*Work task:*
Could you repeat the listing below exactly while leaving its pictures behind?

#### Dataset records

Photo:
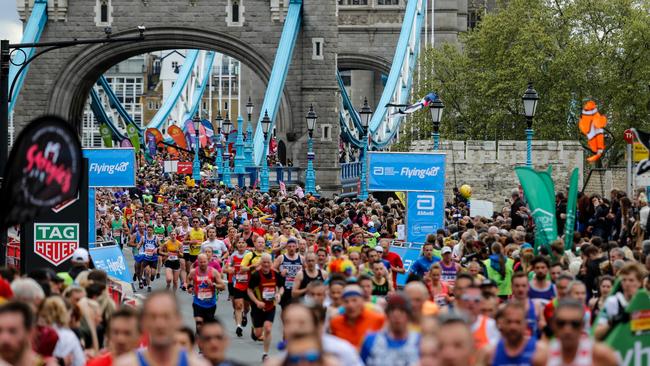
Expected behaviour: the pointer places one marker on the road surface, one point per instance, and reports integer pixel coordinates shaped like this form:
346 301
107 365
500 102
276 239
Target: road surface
241 349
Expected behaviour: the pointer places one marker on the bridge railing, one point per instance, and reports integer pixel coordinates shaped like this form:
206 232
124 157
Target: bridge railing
350 171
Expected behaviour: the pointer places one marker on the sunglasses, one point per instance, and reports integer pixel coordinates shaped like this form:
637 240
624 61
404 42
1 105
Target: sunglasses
574 323
471 298
309 356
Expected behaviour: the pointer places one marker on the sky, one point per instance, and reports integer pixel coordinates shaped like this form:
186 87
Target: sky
10 25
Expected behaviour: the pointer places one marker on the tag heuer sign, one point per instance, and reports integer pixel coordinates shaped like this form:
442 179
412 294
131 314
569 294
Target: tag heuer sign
56 242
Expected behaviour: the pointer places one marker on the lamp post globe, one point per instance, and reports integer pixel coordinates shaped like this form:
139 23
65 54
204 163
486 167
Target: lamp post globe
248 143
196 164
435 109
529 99
264 174
310 175
366 115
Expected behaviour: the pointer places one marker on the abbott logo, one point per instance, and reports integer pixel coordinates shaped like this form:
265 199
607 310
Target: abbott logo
426 202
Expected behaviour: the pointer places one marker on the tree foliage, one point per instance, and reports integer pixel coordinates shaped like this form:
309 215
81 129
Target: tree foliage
571 50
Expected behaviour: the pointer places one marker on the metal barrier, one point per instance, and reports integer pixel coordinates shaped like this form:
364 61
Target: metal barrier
350 174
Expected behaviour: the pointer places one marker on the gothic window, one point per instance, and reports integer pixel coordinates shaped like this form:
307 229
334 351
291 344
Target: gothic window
103 13
235 11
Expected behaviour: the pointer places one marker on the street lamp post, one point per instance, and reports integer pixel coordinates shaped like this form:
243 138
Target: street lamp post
365 113
218 160
530 99
227 127
264 175
436 116
196 164
240 161
310 175
248 144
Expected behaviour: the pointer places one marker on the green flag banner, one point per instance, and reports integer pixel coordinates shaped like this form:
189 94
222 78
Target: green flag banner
540 194
631 340
107 137
572 199
132 132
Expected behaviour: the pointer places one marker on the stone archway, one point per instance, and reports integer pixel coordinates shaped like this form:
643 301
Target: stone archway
73 83
354 61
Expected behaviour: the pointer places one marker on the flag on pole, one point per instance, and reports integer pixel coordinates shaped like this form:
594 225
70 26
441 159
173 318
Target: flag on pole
570 224
412 108
540 193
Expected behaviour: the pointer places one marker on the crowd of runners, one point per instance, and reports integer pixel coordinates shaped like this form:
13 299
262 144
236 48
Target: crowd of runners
479 294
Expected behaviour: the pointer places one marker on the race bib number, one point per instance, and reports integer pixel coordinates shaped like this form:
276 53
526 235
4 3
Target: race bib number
268 294
241 278
205 294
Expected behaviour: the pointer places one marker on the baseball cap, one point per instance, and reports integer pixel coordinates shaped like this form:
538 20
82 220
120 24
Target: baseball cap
80 255
397 302
488 283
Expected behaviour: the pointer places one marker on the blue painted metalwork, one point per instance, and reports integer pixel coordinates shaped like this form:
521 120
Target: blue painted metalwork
279 72
310 175
31 34
248 146
264 175
363 191
168 105
100 114
115 103
200 88
240 160
398 84
529 147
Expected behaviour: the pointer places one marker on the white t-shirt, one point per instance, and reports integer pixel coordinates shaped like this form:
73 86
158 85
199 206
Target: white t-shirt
218 247
611 308
67 344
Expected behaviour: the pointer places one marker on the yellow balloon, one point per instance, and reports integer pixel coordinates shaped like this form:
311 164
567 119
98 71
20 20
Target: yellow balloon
465 191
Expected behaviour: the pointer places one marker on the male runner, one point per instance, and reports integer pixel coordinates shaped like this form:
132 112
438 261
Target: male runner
237 285
288 265
205 281
265 289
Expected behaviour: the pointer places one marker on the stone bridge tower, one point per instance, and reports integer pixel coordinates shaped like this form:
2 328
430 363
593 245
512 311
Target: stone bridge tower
346 34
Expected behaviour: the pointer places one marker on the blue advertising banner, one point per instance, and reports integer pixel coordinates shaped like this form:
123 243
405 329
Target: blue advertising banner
425 213
406 171
111 167
409 256
110 259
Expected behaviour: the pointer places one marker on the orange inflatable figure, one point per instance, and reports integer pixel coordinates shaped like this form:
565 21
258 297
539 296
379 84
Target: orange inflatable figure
592 125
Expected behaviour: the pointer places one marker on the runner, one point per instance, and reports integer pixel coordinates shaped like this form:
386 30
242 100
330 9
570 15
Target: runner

########

*Response below:*
Photo:
Expected behaviour: the pointer places one marker on the road surface, one point per instance, and reports integer pixel coordinates shaped like this form:
346 301
107 365
500 102
276 239
Target: road surface
241 349
Expected behaviour: the pointer places one marker on the bridge railing, one point per instance, and reports integer pixel coordinates shaped like this form:
206 232
124 157
Target: bridge railing
350 171
Expected behaviour: the pointer places one marker on the sunglasses, one point per instance, and reports integer pixel coordinates shaped like this form:
637 240
624 61
404 42
1 105
Target: sunglasses
574 323
471 298
309 356
Expected behaviour: the pointer places one marker on the sky, one point per instance, and reports integer pixel coordinates shaped like this form:
186 87
Target: sky
10 25
Expected behaviour: the pointer places one marker on the tag heuer sign, one point per instance, and reports integer pixel coordinates shaped like this form:
442 179
412 294
131 314
569 294
Target: tag heuer sign
56 242
Expected behaviour: the pointer places one marker on the lamp post globe, one point per instance, and reports integer pixel coordinates shaped like this form:
139 23
65 54
204 163
486 167
Target: lamp post globe
248 143
196 164
435 109
529 99
264 174
310 175
366 115
Expected behaviour: the pointer places one marker on the abbott logo, one point per instance, and reports integer pixel coordinates shaped like this form:
265 199
607 310
Target: abbott logo
426 202
Expected behaviour: the pointer places one marker on the tree foliage, one point per instance, and reports integer pixel coordinates shaped like this form:
309 215
81 129
Target: tree foliage
571 50
Expected behaviour: the pointer places one marker on the metal barrier, one point per instance, and reports integer pixel coordinates shaped like this form:
364 61
Target: metal barrier
350 174
Expected behaviour: the pointer places one marker on the gothic window, one point per instance, and reports integer pixel coordinates shaped like this form:
307 229
334 351
291 344
Target: gothic window
103 13
235 11
Expected behaviour: the pointer places one marker on the street lamp post, one point per instance, and reports integer pixel coordinates shaped like this form:
243 138
Target: street lamp post
365 113
218 160
530 99
227 127
264 175
436 116
196 164
240 161
310 175
248 144
Expected behaviour: the pointer places one marker on the green flag banner, one point per instance, and reports integer pixel coordinates shaped like this form:
189 94
222 78
Target: green flag banner
540 194
631 340
107 137
572 199
132 132
Expected behaviour: the pointer places one marker on the stone archway, one point per instance, and reports integer pixel coordinates shaped like this form:
643 301
Target: stone archway
73 83
354 61
Expected behaviour: the pointer places one marker on the flag on pole, one point per instance, and reports integer pixel coordinates shaped like this form:
594 225
70 26
441 159
173 318
Target: flag on pole
570 224
412 108
540 193
Expected behaviour: the pointer places one marker on the crowd of runners, one point per instance, and reports integer pixel coordinates shaped like this form:
13 299
262 144
236 48
Target: crowd of runners
479 294
Expected behaviour: the pointer places one marker on the race bib number, one point per instance, and reports integer pixel coordinates shaped like this form:
276 53
526 235
4 3
Target: race bib number
268 294
241 278
205 294
Expected behaviour: the pointer places one marker on the baseball cap, one point per instance, and reports integer pixel coordinates shaped like this form:
538 20
82 220
120 24
Target: baseball cap
80 255
397 302
488 283
Expected behaviour: the pointer places one marker on the blue painted metalwork, one point per instance, and reports integer pixel coordinates shaped like this form:
521 120
Target: blue painted metalwork
279 72
310 175
31 34
248 146
264 175
363 191
168 105
100 114
115 103
200 88
240 160
398 84
529 147
Expected behaviour: the pointer places one marker on the white t-shirt, one point per instance, and reports integer pixel coordinates shaped like this form:
73 86
158 85
199 206
Target: white t-shirt
218 247
611 308
67 344
Expected behaviour: the pointer places one marker on the yellow balloon, one point per instance, and reports integer pixel coordinates shaped like this form:
311 164
567 119
98 71
20 20
Target: yellow balloon
465 191
Expected behaviour: the pointer places one marker on the male runner, one point per instance, and reports integer pixel coordinates shaped like this form:
132 112
438 261
Target: male runner
237 285
288 265
205 281
265 289
Expected behaviour: the pointer places one marker on the stone bridge tower, one point per instance, and reports integer pixel coordinates shaped like this form:
2 328
430 363
593 245
512 311
Target: stone bridge tower
346 34
Expected behaviour: the pointer places one marker on the blue advertising banner, one point per instance, and reports integer pixel coordinates shaped like this form:
123 243
405 329
Target: blue advertising banner
425 213
406 171
111 167
409 256
110 259
Expected behaviour: the pointer places one marker on the orange inflatable figure, one point per instance, and reports integer pixel coordinates shaped like this form:
565 21
258 297
539 296
379 84
Target: orange inflatable figure
592 125
Expected behaviour: the pointer places one marker on the runner, one point per instance, and reports integer pixel coordinates shaped like this form:
386 30
242 100
330 9
570 15
Target: runner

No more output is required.